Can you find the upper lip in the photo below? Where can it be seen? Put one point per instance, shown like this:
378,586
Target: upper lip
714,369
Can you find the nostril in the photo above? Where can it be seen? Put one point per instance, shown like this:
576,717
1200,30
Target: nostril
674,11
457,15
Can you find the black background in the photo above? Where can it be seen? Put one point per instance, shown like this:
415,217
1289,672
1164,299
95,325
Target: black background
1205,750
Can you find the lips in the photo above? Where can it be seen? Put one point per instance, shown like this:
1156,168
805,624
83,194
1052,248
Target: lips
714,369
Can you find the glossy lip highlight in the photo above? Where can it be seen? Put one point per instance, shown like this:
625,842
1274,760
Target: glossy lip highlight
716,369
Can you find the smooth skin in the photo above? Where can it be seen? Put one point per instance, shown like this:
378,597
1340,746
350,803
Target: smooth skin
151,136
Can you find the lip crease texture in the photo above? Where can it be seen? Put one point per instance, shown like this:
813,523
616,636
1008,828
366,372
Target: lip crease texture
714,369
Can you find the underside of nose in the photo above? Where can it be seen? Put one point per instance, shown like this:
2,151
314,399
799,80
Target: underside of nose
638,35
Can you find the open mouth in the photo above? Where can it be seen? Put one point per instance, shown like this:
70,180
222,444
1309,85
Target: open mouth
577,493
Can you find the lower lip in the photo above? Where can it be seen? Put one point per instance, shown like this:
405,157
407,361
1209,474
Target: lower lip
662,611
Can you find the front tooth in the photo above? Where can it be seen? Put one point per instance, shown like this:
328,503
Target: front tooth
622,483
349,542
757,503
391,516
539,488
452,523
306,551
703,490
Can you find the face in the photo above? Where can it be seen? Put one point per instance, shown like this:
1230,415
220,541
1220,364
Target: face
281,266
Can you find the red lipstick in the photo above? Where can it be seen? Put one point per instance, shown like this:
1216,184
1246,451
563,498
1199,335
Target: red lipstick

= = = = = = =

● **WORK REQUEST**: Whichever lines of the records above hold the word "lipstick" should all be copied out.

● **REPLY TO THE TASK**:
Can you find the red lipstick in the photo above? Where can it be seen? Put one point per instance, shown like this:
Target: red lipstick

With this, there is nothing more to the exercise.